MATERIAL TO PROCESS:
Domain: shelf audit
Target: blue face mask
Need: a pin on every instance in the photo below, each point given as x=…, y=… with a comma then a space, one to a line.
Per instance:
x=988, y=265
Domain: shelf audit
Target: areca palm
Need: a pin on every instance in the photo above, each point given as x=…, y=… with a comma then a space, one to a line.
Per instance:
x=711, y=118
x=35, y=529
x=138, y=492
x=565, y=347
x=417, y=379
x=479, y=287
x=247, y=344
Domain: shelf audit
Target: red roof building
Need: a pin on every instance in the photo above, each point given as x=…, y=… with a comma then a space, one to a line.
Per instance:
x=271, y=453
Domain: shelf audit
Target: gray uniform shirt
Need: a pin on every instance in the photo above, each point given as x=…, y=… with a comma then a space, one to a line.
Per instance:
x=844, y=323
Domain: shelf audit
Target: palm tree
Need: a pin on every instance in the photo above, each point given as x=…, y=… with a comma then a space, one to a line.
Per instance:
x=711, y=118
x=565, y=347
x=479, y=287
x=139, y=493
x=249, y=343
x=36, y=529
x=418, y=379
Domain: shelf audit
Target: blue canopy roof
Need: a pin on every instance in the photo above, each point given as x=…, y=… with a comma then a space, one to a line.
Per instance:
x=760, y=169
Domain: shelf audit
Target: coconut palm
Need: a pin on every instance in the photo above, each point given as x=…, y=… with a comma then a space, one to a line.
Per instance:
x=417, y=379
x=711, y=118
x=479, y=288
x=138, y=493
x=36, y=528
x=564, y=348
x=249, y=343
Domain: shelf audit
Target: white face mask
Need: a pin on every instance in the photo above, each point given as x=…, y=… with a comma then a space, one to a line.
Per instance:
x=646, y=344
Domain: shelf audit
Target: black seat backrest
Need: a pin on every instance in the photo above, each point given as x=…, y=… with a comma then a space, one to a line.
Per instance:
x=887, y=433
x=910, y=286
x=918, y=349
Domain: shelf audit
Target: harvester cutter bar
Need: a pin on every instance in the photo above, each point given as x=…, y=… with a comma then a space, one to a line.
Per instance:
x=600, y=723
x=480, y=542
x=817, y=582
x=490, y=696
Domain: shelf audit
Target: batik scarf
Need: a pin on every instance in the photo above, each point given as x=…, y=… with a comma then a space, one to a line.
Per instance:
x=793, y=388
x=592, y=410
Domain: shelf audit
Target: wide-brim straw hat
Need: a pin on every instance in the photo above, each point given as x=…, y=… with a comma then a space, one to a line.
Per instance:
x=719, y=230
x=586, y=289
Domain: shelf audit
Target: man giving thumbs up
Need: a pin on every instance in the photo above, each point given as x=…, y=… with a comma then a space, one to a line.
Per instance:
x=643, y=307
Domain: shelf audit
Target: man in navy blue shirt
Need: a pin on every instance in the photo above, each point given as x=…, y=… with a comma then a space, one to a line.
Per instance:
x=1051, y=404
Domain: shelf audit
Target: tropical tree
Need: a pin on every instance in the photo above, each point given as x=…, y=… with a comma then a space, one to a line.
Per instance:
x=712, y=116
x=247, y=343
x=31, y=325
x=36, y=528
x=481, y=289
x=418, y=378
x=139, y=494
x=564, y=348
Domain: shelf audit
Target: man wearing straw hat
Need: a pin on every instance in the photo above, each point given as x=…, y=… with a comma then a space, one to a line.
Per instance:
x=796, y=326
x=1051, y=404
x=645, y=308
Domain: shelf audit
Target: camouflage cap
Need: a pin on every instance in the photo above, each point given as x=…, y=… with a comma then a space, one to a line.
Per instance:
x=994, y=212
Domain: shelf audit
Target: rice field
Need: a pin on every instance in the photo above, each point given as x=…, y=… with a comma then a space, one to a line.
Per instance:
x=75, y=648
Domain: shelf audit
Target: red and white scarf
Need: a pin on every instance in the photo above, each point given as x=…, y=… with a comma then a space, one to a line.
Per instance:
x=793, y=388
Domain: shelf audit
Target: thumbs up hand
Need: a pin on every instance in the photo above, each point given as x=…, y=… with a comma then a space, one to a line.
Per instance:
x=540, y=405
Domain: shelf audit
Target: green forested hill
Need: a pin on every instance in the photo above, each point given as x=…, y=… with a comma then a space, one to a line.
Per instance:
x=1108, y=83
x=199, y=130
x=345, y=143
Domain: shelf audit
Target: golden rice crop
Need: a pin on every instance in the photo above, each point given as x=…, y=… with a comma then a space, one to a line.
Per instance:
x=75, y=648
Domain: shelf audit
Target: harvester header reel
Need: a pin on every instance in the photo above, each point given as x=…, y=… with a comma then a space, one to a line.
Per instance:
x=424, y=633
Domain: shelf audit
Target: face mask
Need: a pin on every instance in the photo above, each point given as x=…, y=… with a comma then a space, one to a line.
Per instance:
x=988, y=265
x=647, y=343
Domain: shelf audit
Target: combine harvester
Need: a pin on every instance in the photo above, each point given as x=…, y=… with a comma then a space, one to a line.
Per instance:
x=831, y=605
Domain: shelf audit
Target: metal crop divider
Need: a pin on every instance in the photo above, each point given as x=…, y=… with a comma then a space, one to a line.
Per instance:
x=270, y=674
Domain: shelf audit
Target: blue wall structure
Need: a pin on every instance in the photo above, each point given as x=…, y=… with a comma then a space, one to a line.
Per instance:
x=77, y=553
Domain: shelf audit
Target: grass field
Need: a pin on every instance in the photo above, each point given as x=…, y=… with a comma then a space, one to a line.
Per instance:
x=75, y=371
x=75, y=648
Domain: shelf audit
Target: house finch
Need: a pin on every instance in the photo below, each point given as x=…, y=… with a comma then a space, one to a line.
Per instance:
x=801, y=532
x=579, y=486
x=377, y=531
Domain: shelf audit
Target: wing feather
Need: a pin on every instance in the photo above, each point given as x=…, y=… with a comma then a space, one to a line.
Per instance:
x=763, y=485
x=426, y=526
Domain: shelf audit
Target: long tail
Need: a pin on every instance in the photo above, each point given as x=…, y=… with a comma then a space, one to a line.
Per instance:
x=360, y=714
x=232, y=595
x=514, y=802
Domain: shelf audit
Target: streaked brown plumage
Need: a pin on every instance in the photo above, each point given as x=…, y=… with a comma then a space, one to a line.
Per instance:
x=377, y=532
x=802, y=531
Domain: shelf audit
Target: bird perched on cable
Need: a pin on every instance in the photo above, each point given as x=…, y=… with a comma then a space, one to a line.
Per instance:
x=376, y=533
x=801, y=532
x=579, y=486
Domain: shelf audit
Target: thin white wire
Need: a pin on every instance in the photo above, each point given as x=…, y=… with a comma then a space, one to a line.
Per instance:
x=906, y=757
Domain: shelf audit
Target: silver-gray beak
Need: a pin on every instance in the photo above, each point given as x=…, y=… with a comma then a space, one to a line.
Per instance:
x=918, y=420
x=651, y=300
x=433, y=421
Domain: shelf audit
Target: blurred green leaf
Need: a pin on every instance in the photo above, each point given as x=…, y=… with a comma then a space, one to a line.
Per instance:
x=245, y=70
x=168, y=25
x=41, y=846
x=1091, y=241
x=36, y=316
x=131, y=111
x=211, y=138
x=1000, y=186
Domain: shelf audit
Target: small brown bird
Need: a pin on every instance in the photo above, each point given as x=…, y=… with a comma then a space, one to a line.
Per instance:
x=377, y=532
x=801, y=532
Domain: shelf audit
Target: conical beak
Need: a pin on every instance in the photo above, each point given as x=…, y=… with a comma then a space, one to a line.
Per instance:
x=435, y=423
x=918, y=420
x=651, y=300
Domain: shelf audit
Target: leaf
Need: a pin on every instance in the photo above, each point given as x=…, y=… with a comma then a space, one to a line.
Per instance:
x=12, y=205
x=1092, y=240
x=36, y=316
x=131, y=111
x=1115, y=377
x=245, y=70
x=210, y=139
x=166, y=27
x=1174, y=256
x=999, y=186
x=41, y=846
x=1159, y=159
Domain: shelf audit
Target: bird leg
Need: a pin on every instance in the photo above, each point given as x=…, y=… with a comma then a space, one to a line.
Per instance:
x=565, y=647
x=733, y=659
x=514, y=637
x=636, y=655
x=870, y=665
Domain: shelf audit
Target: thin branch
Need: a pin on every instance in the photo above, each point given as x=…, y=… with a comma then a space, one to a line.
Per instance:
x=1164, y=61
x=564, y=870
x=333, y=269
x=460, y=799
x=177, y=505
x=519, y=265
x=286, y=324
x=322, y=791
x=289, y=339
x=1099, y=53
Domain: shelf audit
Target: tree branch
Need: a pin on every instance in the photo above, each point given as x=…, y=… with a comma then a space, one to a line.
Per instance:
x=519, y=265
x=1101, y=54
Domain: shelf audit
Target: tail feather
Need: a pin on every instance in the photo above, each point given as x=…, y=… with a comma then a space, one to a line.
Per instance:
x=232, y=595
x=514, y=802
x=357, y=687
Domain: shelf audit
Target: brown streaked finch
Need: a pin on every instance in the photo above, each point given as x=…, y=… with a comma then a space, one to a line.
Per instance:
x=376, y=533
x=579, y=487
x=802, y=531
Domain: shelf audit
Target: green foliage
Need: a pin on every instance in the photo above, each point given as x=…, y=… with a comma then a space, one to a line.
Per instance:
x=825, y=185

WHAT IS EXPECTED: List each line in the material above that contains the string "blue", copying every such line in full.

ANSWER TO THIS PROBLEM:
Target: blue face mask
Target: blue canopy roof
Target: man in navy blue shirt
Target: blue wall structure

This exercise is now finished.